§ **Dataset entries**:
------------------------

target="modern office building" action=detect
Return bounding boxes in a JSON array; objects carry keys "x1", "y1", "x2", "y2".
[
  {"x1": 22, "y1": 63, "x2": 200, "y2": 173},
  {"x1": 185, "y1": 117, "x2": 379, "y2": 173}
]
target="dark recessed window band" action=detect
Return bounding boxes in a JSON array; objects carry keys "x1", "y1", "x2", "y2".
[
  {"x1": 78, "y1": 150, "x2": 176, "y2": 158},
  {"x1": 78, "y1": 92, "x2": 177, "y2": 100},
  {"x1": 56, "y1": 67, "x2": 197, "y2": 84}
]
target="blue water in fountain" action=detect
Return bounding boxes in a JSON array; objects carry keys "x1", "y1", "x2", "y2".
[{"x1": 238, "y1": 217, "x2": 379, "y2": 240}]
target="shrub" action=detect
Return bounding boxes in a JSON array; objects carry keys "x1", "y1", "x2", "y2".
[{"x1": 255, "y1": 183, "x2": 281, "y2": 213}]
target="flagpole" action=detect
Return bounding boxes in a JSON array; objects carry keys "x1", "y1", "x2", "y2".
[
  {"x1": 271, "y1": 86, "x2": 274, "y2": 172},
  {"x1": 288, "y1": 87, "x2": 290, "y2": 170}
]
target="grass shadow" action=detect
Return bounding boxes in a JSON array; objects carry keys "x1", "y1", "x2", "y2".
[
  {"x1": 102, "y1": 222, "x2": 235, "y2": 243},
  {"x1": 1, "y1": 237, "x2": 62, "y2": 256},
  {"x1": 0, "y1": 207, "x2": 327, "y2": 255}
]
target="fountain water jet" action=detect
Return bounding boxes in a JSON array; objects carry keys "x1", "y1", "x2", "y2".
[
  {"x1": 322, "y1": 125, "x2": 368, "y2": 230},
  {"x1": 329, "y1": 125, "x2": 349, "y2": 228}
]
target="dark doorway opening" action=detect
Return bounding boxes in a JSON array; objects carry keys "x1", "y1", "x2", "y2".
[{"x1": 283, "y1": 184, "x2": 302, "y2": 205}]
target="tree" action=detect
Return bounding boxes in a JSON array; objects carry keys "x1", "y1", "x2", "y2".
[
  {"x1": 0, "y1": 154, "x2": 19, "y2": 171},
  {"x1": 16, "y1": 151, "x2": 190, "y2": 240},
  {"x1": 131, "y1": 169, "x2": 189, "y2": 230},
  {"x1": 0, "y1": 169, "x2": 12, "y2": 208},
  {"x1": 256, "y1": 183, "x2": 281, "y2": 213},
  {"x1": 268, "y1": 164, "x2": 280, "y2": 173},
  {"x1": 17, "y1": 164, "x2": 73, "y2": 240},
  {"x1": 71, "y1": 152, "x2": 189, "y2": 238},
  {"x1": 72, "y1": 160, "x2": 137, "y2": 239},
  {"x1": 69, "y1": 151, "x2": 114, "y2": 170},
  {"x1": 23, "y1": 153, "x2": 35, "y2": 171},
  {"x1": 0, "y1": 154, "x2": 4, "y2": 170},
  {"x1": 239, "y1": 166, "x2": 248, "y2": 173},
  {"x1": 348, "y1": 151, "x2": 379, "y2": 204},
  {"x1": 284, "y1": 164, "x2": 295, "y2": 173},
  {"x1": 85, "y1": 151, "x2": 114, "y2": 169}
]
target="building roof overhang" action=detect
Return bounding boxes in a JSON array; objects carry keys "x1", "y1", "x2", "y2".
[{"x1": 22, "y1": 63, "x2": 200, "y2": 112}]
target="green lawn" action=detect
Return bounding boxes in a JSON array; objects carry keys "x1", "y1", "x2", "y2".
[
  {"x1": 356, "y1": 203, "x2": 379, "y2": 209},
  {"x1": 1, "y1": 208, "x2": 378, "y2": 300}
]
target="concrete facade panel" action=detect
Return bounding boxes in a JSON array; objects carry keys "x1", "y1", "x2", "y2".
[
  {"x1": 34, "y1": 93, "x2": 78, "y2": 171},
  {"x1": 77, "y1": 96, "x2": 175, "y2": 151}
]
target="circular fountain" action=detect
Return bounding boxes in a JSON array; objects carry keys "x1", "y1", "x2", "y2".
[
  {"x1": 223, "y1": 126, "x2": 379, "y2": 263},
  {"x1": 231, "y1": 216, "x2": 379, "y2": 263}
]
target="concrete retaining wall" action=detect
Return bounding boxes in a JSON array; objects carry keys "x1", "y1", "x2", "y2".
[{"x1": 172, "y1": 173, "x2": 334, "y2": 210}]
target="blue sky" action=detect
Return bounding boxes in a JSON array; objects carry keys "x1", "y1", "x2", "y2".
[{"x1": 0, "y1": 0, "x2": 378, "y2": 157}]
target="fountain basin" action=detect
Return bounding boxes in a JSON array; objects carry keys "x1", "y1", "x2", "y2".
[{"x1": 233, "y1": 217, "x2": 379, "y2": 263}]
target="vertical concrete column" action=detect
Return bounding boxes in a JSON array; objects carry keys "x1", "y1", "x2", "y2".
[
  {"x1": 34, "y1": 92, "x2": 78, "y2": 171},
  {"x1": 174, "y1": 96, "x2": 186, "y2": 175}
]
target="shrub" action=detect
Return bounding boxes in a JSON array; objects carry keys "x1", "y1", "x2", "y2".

------------------------

§ **PROBLEM DESCRIPTION**: Return each entry above exactly, leaving none out.

§ **TASK RESULT**:
target="modern office building" action=detect
Return bounding boxes in a JSON array; objects carry keys "x1", "y1", "x2", "y2".
[
  {"x1": 22, "y1": 63, "x2": 200, "y2": 173},
  {"x1": 185, "y1": 117, "x2": 379, "y2": 173}
]
target="dark recessed window band" action=detect
Return bounding boxes in a JSON array; objects carry keys "x1", "y1", "x2", "y2".
[
  {"x1": 78, "y1": 150, "x2": 176, "y2": 158},
  {"x1": 78, "y1": 92, "x2": 177, "y2": 100},
  {"x1": 56, "y1": 67, "x2": 197, "y2": 84}
]
target="blue water in fountain" action=detect
Return bounding boxes in a JSON array; objects carry keys "x1", "y1", "x2", "y2".
[{"x1": 238, "y1": 217, "x2": 379, "y2": 240}]
target="shrub" action=detect
Return bounding boxes in a JSON array; objects carry keys "x1", "y1", "x2", "y2".
[{"x1": 255, "y1": 183, "x2": 281, "y2": 213}]
target="flagpole" action=detect
Return bounding boxes in a JSON array; objects carry keys "x1", "y1", "x2", "y2".
[
  {"x1": 271, "y1": 86, "x2": 274, "y2": 172},
  {"x1": 288, "y1": 87, "x2": 290, "y2": 170}
]
target="grass shadow" action=detect
Return bounding boxes in a JSON array; objects carry keys "x1", "y1", "x2", "y2".
[
  {"x1": 102, "y1": 222, "x2": 235, "y2": 243},
  {"x1": 1, "y1": 237, "x2": 62, "y2": 256},
  {"x1": 0, "y1": 207, "x2": 327, "y2": 255}
]
target="fountain water jet" action=detect
Return bounding boxes in a JSON array; objects carry keys "x1", "y1", "x2", "y2".
[
  {"x1": 322, "y1": 125, "x2": 368, "y2": 230},
  {"x1": 329, "y1": 125, "x2": 349, "y2": 228}
]
target="dark doorway opening" action=detect
Return bounding boxes in a JSON array; objects carry keys "x1", "y1", "x2", "y2".
[{"x1": 283, "y1": 184, "x2": 302, "y2": 205}]
target="tree" action=detect
Return bounding boxes in a JSON array; objects carry keys "x1", "y1", "x2", "y2".
[
  {"x1": 0, "y1": 154, "x2": 19, "y2": 171},
  {"x1": 16, "y1": 151, "x2": 190, "y2": 240},
  {"x1": 131, "y1": 169, "x2": 189, "y2": 230},
  {"x1": 0, "y1": 169, "x2": 12, "y2": 208},
  {"x1": 256, "y1": 183, "x2": 281, "y2": 213},
  {"x1": 268, "y1": 164, "x2": 280, "y2": 173},
  {"x1": 17, "y1": 164, "x2": 73, "y2": 240},
  {"x1": 71, "y1": 152, "x2": 189, "y2": 238},
  {"x1": 72, "y1": 160, "x2": 137, "y2": 239},
  {"x1": 69, "y1": 151, "x2": 114, "y2": 170},
  {"x1": 23, "y1": 153, "x2": 35, "y2": 171},
  {"x1": 0, "y1": 154, "x2": 4, "y2": 170},
  {"x1": 239, "y1": 166, "x2": 248, "y2": 173},
  {"x1": 348, "y1": 151, "x2": 379, "y2": 204},
  {"x1": 284, "y1": 164, "x2": 295, "y2": 173},
  {"x1": 85, "y1": 151, "x2": 114, "y2": 169}
]
target="building roof overhang" action=detect
Return bounding boxes in a JSON array; objects carry keys "x1", "y1", "x2", "y2".
[{"x1": 22, "y1": 63, "x2": 200, "y2": 112}]
target="green lawn" action=detect
Return bounding boxes in a JSON array; objects carry keys "x1", "y1", "x2", "y2".
[
  {"x1": 356, "y1": 203, "x2": 379, "y2": 209},
  {"x1": 1, "y1": 208, "x2": 378, "y2": 300}
]
target="concrete facade panel" action=detect
Return bounding boxes in a JSON array; objects carry keys "x1", "y1", "x2", "y2".
[
  {"x1": 34, "y1": 93, "x2": 78, "y2": 171},
  {"x1": 77, "y1": 96, "x2": 175, "y2": 151}
]
target="circular fountain" action=detect
Return bounding boxes in a JSON array; objects carry keys "x1", "y1", "x2", "y2".
[
  {"x1": 223, "y1": 126, "x2": 379, "y2": 263},
  {"x1": 231, "y1": 216, "x2": 379, "y2": 263}
]
target="concrete retaining wall" action=detect
Return bounding boxes in a JSON array; objects carry keys "x1", "y1", "x2", "y2".
[{"x1": 172, "y1": 173, "x2": 334, "y2": 210}]
target="blue sky" action=detect
Return bounding boxes in a JSON array; objects carry keys "x1", "y1", "x2", "y2".
[{"x1": 0, "y1": 0, "x2": 378, "y2": 157}]
target="fountain basin" action=detect
Return bounding boxes in a JSON array; objects carry keys "x1", "y1", "x2", "y2".
[{"x1": 233, "y1": 217, "x2": 379, "y2": 263}]
target="vertical concrete column" action=detect
Return bounding boxes in a JSON array; objects carry keys "x1", "y1", "x2", "y2".
[
  {"x1": 34, "y1": 92, "x2": 78, "y2": 171},
  {"x1": 174, "y1": 96, "x2": 186, "y2": 175}
]
target="shrub" action=detect
Return bounding boxes in a JSON array; objects carry keys "x1", "y1", "x2", "y2".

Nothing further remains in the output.